Data with named objects and pointed positions
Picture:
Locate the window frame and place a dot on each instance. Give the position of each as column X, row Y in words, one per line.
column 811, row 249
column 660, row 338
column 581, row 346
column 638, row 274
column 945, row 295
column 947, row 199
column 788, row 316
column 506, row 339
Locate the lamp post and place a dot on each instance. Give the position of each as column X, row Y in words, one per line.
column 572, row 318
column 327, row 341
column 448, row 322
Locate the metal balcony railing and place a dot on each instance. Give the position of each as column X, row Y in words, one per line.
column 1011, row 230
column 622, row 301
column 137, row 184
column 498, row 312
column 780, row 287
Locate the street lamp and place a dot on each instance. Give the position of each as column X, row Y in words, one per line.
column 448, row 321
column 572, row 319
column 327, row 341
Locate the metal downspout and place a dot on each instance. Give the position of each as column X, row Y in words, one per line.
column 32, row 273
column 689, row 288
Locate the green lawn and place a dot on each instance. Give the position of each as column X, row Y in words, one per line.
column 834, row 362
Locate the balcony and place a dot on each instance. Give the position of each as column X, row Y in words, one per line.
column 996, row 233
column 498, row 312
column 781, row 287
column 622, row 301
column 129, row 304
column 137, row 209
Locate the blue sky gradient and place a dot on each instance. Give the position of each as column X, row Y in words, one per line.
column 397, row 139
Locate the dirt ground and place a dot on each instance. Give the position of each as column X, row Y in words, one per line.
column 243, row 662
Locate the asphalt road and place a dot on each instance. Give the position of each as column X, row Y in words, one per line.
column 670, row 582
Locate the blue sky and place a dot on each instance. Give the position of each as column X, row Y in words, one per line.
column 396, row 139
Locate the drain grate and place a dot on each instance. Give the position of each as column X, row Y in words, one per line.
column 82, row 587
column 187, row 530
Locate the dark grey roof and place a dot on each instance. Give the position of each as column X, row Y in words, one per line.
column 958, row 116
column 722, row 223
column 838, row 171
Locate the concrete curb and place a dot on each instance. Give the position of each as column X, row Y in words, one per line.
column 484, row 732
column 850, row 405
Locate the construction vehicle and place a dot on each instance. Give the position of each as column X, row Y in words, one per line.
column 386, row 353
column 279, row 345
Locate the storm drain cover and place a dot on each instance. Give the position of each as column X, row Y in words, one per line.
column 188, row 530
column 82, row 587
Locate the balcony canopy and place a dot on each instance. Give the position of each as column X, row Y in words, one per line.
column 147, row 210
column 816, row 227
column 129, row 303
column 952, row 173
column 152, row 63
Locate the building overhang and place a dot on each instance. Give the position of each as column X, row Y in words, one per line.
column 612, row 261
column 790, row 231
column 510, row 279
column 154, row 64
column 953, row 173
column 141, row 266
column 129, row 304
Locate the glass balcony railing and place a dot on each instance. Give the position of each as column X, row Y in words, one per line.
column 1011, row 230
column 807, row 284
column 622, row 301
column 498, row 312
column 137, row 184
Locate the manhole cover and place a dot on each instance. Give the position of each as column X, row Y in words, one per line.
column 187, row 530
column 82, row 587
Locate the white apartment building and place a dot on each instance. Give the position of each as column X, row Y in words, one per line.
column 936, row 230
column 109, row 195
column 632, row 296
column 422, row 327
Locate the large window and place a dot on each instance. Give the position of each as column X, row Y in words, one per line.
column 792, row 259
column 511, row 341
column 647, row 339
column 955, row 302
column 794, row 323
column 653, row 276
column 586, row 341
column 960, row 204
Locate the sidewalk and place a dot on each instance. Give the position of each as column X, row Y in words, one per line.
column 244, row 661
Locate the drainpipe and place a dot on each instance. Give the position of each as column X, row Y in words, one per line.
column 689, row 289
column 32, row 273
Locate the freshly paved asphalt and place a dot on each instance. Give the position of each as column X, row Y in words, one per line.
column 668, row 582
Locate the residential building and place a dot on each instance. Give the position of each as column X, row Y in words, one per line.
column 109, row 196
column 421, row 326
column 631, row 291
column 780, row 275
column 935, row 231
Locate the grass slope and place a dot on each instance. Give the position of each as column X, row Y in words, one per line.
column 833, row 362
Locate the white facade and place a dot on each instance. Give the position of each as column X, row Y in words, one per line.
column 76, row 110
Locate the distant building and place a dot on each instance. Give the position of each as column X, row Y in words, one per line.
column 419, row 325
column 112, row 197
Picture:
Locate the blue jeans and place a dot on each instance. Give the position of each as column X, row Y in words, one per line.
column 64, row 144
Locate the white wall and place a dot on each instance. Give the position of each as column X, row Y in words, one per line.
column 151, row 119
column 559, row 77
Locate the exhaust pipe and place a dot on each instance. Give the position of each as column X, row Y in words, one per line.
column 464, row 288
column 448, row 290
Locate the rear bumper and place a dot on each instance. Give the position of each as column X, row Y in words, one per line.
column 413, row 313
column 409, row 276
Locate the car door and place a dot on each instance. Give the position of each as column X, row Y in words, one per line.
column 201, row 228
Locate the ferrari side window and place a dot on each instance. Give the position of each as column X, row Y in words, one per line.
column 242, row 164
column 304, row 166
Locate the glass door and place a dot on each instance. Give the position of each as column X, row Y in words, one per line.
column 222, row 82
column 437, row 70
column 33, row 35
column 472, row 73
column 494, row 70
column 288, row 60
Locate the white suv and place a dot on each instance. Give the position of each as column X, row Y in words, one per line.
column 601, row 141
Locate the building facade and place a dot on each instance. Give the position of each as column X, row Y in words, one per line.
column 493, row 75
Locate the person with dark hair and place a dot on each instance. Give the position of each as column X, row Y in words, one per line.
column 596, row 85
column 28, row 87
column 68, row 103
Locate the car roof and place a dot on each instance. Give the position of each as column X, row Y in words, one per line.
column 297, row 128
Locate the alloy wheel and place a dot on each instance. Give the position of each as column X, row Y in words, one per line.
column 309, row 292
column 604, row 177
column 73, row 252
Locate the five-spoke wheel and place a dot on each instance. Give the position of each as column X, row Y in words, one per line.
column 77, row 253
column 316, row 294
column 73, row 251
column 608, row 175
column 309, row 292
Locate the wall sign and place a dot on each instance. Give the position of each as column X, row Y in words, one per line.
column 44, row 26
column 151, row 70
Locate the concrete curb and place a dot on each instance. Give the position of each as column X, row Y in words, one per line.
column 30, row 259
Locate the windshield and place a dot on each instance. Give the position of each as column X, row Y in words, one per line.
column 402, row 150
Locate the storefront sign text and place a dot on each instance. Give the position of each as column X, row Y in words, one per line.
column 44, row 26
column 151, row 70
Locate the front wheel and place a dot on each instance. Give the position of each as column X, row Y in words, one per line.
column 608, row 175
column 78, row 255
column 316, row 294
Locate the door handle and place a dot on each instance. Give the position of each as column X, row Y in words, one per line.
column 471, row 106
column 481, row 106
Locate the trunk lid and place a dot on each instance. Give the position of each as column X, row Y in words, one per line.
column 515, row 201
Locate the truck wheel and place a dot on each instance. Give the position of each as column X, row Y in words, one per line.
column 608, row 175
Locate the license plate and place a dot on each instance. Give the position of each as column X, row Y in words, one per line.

_What to produce:_ Present every line of the data above as a Markdown table with the columns Num and Content, numbering the rows in order and leaving out blank lines.

_Answer to this exercise:_
| Num | Content |
|---|---|
| 1 | Picture: |
| 2 | Locate the window frame and place a dot on each instance. Give the position of each as column X, row Y in words, one per line. |
| 3 | column 811, row 249 |
| 4 | column 660, row 338 |
| 5 | column 581, row 346 |
| 6 | column 638, row 274 |
| 7 | column 945, row 295 |
| 8 | column 947, row 199 |
| 9 | column 788, row 316 |
| 10 | column 506, row 339 |
| 11 | Locate the lamp post and place a dot on each instance. Give the position of each as column X, row Y in words, one per line. |
| 12 | column 572, row 318 |
| 13 | column 327, row 341 |
| 14 | column 448, row 322 |
| 15 | Locate the metal balcony railing and place a dot on each instance. Give the position of each as column X, row Y in words, one per line. |
| 16 | column 1011, row 230 |
| 17 | column 622, row 301 |
| 18 | column 137, row 184 |
| 19 | column 498, row 312 |
| 20 | column 780, row 287 |
| 21 | Locate the street lamp and place a dot on each instance. Give the position of each as column X, row Y in words, one per line. |
| 22 | column 448, row 321 |
| 23 | column 572, row 319 |
| 24 | column 327, row 341 |
| 25 | Locate the metal downspout and place a dot on each instance. Give the position of each as column X, row Y in words, one per line. |
| 26 | column 32, row 273 |
| 27 | column 689, row 288 |
| 28 | Locate the green lawn and place a dot on each instance. Give the position of each as column X, row Y in words, one per line. |
| 29 | column 834, row 362 |
| 30 | Locate the balcony and place a dot on each instance. Give the position of each as column X, row Y in words, one per line. |
| 31 | column 996, row 233 |
| 32 | column 498, row 312 |
| 33 | column 781, row 287 |
| 34 | column 622, row 301 |
| 35 | column 129, row 304 |
| 36 | column 137, row 209 |
| 37 | Locate the blue sky gradient and place a dot on each instance. Give the position of each as column X, row Y in words, one per line. |
| 38 | column 397, row 139 |
| 39 | Locate the dirt ground and place a dot on each instance. Give the position of each as column X, row Y in words, one per line. |
| 40 | column 243, row 662 |
| 41 | Locate the asphalt road and place a dot on each instance. Give the position of each as column X, row Y in words, one per line. |
| 42 | column 670, row 582 |
| 43 | Locate the blue sky and place a dot on each instance. Give the position of each as column X, row Y in words, one per line. |
| 44 | column 396, row 139 |
| 45 | Locate the drain grate and place a dot on each instance. Give the position of each as column X, row Y in words, one per line. |
| 46 | column 82, row 587 |
| 47 | column 187, row 530 |
| 48 | Locate the dark grey roof and place a dot on each instance. Give the position of each as column X, row Y in words, one per line. |
| 49 | column 958, row 116 |
| 50 | column 722, row 223 |
| 51 | column 838, row 171 |
| 52 | Locate the concrete curb and place a dot on each instance. Give the position of each as column X, row Y in words, one per line. |
| 53 | column 484, row 732 |
| 54 | column 850, row 405 |
| 55 | Locate the construction vehicle and place a dot on each instance. Give the position of each as column X, row Y in words, one per line. |
| 56 | column 386, row 353 |
| 57 | column 279, row 345 |
| 58 | Locate the storm drain cover and place a dot on each instance. Give the position of each as column X, row Y in words, one per line. |
| 59 | column 188, row 530 |
| 60 | column 82, row 587 |
| 61 | Locate the balcony canopy and place a dot on each instance. Give the position of each as column X, row Y in words, one per line. |
| 62 | column 147, row 210 |
| 63 | column 816, row 227 |
| 64 | column 129, row 303 |
| 65 | column 952, row 173 |
| 66 | column 152, row 63 |
| 67 | Locate the building overhang and place a dot on each instance. Give the position of each as column X, row Y in words, one per line. |
| 68 | column 612, row 261 |
| 69 | column 790, row 231 |
| 70 | column 510, row 279 |
| 71 | column 154, row 64 |
| 72 | column 953, row 173 |
| 73 | column 141, row 266 |
| 74 | column 129, row 304 |
| 75 | Locate the glass balcony railing and place a dot on each instance. Give the position of each as column X, row Y in words, one per line. |
| 76 | column 1011, row 230 |
| 77 | column 807, row 284 |
| 78 | column 622, row 301 |
| 79 | column 498, row 312 |
| 80 | column 137, row 184 |
| 81 | Locate the manhole cover and place a dot on each instance. Give the position of each as column X, row Y in words, one per line. |
| 82 | column 187, row 530 |
| 83 | column 82, row 587 |
| 84 | Locate the white apartment building and place a dot on each instance. Give the position of each as column X, row Y in words, one per line. |
| 85 | column 936, row 230 |
| 86 | column 109, row 195 |
| 87 | column 632, row 296 |
| 88 | column 422, row 327 |
| 89 | Locate the large window and place a dot on each instance. Give the position of each as column X, row Y in words, one per line. |
| 90 | column 792, row 259 |
| 91 | column 511, row 341 |
| 92 | column 647, row 339 |
| 93 | column 955, row 302 |
| 94 | column 794, row 323 |
| 95 | column 653, row 276 |
| 96 | column 586, row 341 |
| 97 | column 960, row 204 |
| 98 | Locate the sidewalk and place a dot on each instance. Give the position of each as column X, row Y in words, one per line. |
| 99 | column 244, row 661 |
| 100 | Locate the drainpipe and place a dot on each instance. Give the position of each as column X, row Y in words, one per line. |
| 101 | column 689, row 289 |
| 102 | column 32, row 273 |
| 103 | Locate the freshly paved asphalt and place a dot on each instance. Give the position of each as column X, row Y in words, one per line. |
| 104 | column 668, row 582 |
| 105 | Locate the residential building and place a dot on each instance. Give the position of each as column X, row Y in words, one per line. |
| 106 | column 109, row 196 |
| 107 | column 421, row 326 |
| 108 | column 631, row 291 |
| 109 | column 780, row 275 |
| 110 | column 935, row 231 |
| 111 | Locate the grass slope and place a dot on each instance. Give the position of each as column X, row Y in words, one per line. |
| 112 | column 833, row 362 |
| 113 | Locate the white facade and place a dot on each instance. Give the position of each as column X, row Y in words, one per line. |
| 114 | column 76, row 110 |
| 115 | Locate the distant building and place a dot on each instance. Give the position of each as column X, row Y in words, one per line. |
| 116 | column 419, row 325 |
| 117 | column 112, row 197 |
| 118 | Picture: |
| 119 | Locate the blue jeans and place a dot on each instance. Give the position of each as column X, row Y in words, one per line. |
| 120 | column 64, row 144 |
| 121 | Locate the white wall and place a dot on each instance. Give the position of each as column X, row Y in words, one per line. |
| 122 | column 151, row 119 |
| 123 | column 559, row 77 |
| 124 | Locate the exhaust pipe and place a dot on each instance. Give the position of each as column X, row Y in words, one per line. |
| 125 | column 464, row 288 |
| 126 | column 448, row 290 |
| 127 | Locate the rear bumper and place a dot on each instance. Give the position of each as column X, row Y in words, one per line. |
| 128 | column 413, row 313 |
| 129 | column 409, row 276 |
| 130 | Locate the car door and place a dot on each instance. Give the position of each as column X, row Y in words, one per line. |
| 131 | column 201, row 228 |
| 132 | Locate the ferrari side window and place a dot on each instance. Give the position of each as column X, row Y in words, one per line. |
| 133 | column 242, row 164 |
| 134 | column 304, row 166 |
| 135 | Locate the glass door and place a dot on each instance. Give the position of each as column X, row Y in words, one per line. |
| 136 | column 222, row 82 |
| 137 | column 437, row 70 |
| 138 | column 33, row 35 |
| 139 | column 472, row 73 |
| 140 | column 494, row 70 |
| 141 | column 288, row 60 |
| 142 | Locate the white suv and place a dot on each instance. Give the position of each as column X, row Y in words, one per line. |
| 143 | column 601, row 141 |
| 144 | Locate the building facade and place a dot on each instance. Give the position of each as column X, row Y in words, one per line. |
| 145 | column 493, row 75 |
| 146 | Locate the person with dark hair and place a dot on each instance. Give the position of each as column X, row Y in words, one per line. |
| 147 | column 596, row 85 |
| 148 | column 28, row 87 |
| 149 | column 68, row 103 |
| 150 | Locate the car roof and place a dot on each instance. Give the position of each as column X, row Y in words, one per line. |
| 151 | column 297, row 128 |
| 152 | Locate the alloy wheel and place a dot on each instance. Give the position of each as column X, row Y in words, one per line. |
| 153 | column 309, row 292 |
| 154 | column 604, row 177 |
| 155 | column 73, row 252 |
| 156 | Locate the five-spoke wheel and place a dot on each instance. Give the position of each as column X, row Y in words, one per line. |
| 157 | column 77, row 253 |
| 158 | column 316, row 294 |
| 159 | column 73, row 251 |
| 160 | column 608, row 175 |
| 161 | column 309, row 292 |
| 162 | Locate the wall sign and place a dot on each instance. Give the position of each as column X, row Y in words, one per line. |
| 163 | column 44, row 26 |
| 164 | column 151, row 70 |
| 165 | Locate the concrete curb and place a dot on each instance. Give the position of each as column X, row Y in words, one per line. |
| 166 | column 30, row 259 |
| 167 | Locate the windshield and place a dot on each instance. Give the position of each as column X, row Y in words, one per line. |
| 168 | column 402, row 150 |
| 169 | Locate the storefront sign text and place a dot on each instance. Give the position of each as column X, row Y in words, one per line. |
| 170 | column 44, row 26 |
| 171 | column 151, row 70 |
| 172 | Locate the front wheel and place a dot on each instance. Give the position of each as column X, row Y in words, one per line. |
| 173 | column 608, row 175 |
| 174 | column 78, row 255 |
| 175 | column 316, row 294 |
| 176 | Locate the door handle and place a dot on each instance. Give the position of each as column X, row Y in words, one per line. |
| 177 | column 471, row 106 |
| 178 | column 481, row 106 |
| 179 | Locate the trunk lid and place a dot on each instance. Give the position of each as column X, row Y in words, one per line. |
| 180 | column 515, row 201 |
| 181 | Locate the truck wheel and place a dot on each instance. Give the position of each as column X, row Y in words, one per line. |
| 182 | column 608, row 175 |
| 183 | Locate the license plate and place a dot on each instance. Give the position of each as column X, row Y in words, one per line. |